-- Begin Excerpt provided --

Lash wrote:I think most everyone, as they reach stages in their development will ask themselves questions about their faith. Depending on how desperately they have to cling to religion--because of family or guilt or fear or lack of logical thinking or a sweet sadness that your beloved story isn't true, or just plain stubborness... whatever the reason-- some can't let go, even after it becomes apparent that it's another persistent lie our society deems appropriate--
It is my conviction that most people hold their beliefs unexamined. I believe this has been true throughout human history, the the record of successfully proselytizing religions seems to me to bear that out. Christianity was a perfervid avowal of faith and a message of
eventual salvation in a milieu (the Roman Empire) in which such fervent belief was uncommon. For Jews (and there were far more confessional Jews two thousand years ago than there were ethnic Jews--just as the Jews learned commerce from the Aramaic, the Aramaic learned relgious devotion from the Jews, and they spread it quite widely as they travelled commercial throughout the middle east and central Asia, as far as China), Christianity was at first an odd cult, and then an alarming cult. One of the early centers of Christianity was Alexandria. In Alexandria, there was a large community of Jews, within a culture which was basically Greek, due to the Greco-Macedonian dynasty of the Ptolemies, of which Cleopatra VII was the last reigning monarch.

-- End Excerpt provided --
-- Begin Given data --

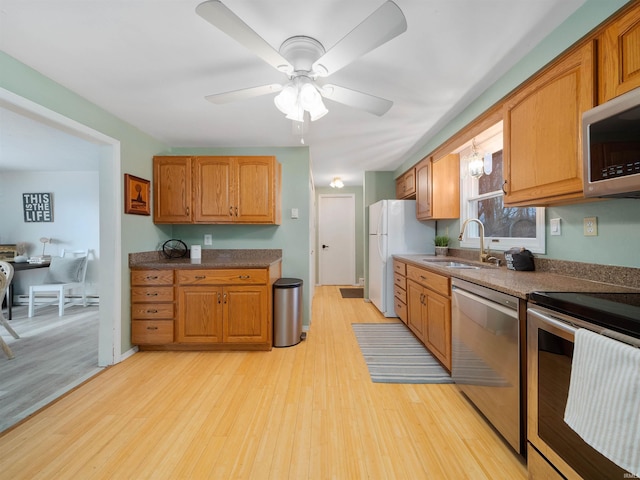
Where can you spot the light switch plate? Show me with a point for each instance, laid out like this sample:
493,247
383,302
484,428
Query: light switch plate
590,226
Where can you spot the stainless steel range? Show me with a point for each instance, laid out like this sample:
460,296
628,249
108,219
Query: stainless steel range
552,321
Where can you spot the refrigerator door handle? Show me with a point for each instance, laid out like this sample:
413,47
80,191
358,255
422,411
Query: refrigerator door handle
379,238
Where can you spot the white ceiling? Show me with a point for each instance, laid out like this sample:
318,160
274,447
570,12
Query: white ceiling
151,63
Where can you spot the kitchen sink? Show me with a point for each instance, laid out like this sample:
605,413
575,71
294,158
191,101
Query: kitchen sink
451,264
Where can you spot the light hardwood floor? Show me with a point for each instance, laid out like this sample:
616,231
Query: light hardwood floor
53,355
308,411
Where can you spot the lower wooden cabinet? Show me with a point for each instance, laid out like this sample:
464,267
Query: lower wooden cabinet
152,307
429,311
202,309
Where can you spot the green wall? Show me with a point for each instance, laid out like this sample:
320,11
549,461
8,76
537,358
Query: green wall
292,236
619,219
360,231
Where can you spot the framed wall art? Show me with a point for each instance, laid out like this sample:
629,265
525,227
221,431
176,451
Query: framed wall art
37,207
137,195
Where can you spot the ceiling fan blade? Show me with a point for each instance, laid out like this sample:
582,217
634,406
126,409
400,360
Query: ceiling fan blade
353,98
243,94
218,15
386,23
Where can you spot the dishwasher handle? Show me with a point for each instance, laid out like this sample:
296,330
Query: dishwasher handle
486,302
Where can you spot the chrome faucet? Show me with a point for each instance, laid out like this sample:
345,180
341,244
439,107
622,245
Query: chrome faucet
483,256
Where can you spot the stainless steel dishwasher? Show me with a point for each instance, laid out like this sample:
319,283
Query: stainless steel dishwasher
486,355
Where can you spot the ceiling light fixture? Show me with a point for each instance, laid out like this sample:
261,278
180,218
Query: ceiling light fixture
299,96
336,183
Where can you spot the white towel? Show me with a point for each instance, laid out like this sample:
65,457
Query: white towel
603,406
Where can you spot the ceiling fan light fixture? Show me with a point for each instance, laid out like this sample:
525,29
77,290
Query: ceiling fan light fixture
336,183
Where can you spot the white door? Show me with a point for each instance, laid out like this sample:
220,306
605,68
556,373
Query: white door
337,239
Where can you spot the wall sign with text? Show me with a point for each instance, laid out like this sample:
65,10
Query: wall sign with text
38,207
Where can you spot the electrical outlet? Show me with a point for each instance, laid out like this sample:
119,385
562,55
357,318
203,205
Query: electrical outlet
590,226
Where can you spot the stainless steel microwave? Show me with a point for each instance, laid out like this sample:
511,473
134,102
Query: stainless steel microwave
611,147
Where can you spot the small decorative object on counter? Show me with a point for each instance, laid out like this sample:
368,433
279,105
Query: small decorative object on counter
442,245
519,258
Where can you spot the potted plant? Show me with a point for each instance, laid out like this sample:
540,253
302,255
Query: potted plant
442,245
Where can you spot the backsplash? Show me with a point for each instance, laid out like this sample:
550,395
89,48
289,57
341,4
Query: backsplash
625,276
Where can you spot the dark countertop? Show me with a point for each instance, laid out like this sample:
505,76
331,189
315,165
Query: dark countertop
512,282
210,259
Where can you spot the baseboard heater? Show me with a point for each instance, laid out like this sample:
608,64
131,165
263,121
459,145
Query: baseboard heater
43,299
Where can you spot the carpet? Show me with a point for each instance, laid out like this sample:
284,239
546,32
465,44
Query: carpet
352,292
394,355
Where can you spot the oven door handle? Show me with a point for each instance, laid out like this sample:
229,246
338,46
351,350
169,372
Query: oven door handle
565,327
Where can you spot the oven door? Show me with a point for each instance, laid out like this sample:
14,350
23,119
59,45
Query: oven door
550,338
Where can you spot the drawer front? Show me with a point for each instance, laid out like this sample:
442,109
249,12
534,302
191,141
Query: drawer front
399,281
400,267
222,277
152,332
151,311
151,294
435,282
400,294
152,277
401,309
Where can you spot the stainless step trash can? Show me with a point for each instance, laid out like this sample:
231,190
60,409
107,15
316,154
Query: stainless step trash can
287,312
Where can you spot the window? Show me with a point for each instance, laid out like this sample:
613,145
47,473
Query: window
482,198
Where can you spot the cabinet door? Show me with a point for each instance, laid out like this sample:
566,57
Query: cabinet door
199,315
213,189
445,187
619,56
423,190
542,133
438,328
246,314
256,190
415,304
172,190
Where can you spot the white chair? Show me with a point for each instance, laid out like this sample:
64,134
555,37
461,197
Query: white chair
6,275
66,273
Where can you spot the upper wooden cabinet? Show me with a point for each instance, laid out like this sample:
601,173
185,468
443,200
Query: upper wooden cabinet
542,132
217,190
438,188
619,56
406,185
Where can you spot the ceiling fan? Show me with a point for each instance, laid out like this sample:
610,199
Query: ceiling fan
306,63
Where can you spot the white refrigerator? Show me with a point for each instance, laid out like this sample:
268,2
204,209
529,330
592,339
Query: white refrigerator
393,229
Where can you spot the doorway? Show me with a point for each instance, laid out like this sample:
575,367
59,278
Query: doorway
109,265
336,239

-- End Given data --

# Required actions
#1 Reproduce the records verbatim, from the line containing "Where can you spot the cabinet" through the final line of the records, including both of these lines.
#2 Continue the forum post on religious faith and early Christianity in Alexandria from the point at which it ends.

# Responses per task
#1
Where can you spot the cabinet door? Show me with a point for each instance, laid out like this sample:
566,57
Query: cabinet door
199,315
213,189
445,187
619,56
423,190
542,133
438,328
246,314
256,190
415,304
172,190
Where can you spot the white chair? Show me with a point for each instance, laid out like this sample:
64,134
555,37
461,197
Query: white chair
6,275
66,273
Where can you spot the upper wooden cabinet? Show me with a point for each instance, laid out like this sample:
601,173
185,468
443,200
Query: upper wooden cabinet
542,132
217,190
438,188
619,56
406,185
Where can you spot the ceiling fan? Show me with a point for each instance, laid out like this sample:
610,199
Query: ceiling fan
306,63
Where can you spot the white refrigerator? Show me with a point for each instance, laid out like this sample:
268,2
204,209
529,330
592,339
Query: white refrigerator
393,229
Where can you spot the doorway? Show me with a point for each instance, laid out like this sample:
575,367
59,278
Query: doorway
109,265
336,239

#2
The Jews and Greeks of Alexandria long did not get along well. When Claudius was emperor (41 to 54 CE), both communities wrote to him each to complain of the arrogance and impositions of the other. Because Alexandria was a commercial city, the Aramaic had spread Judaism to that city, and both ethnic and confessional Jews lived there in great numbers. Later, when Jews became alarmed at the spread of the cult of Jesus, they were confronted with the growing popularity of that cult among the Greeks of the city. Initially, despite what Christian propaganda purports, Christians were not officially persecuted. Their early persecution came at the hands of zealous Jews and in clashes such as that which existed in the Alexandrine community, and which was transferred to a confessional clash as Christianity became popular among the Greeks of the city. Thanks to Saul of Tarsus--known as St. Paul--the cult spread rapidly among Greek communities, which was likely no accident.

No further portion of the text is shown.